Exercise —
Change every "instance" in the material below to "object", and reproduce it with nothing else altered and without the pictures.

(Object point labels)
-- START --

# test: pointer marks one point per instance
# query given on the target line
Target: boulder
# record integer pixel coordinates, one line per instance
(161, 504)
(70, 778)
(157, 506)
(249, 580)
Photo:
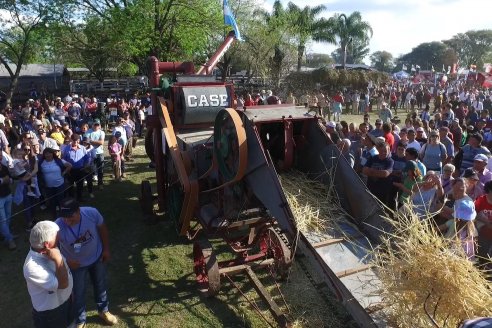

-- END --

Complete response —
# test: pointer marks one point per object
# query given on the target line
Target: boulder
# record integer pixel coordinates, one line per object
(161, 504)
(70, 778)
(157, 506)
(249, 580)
Photo:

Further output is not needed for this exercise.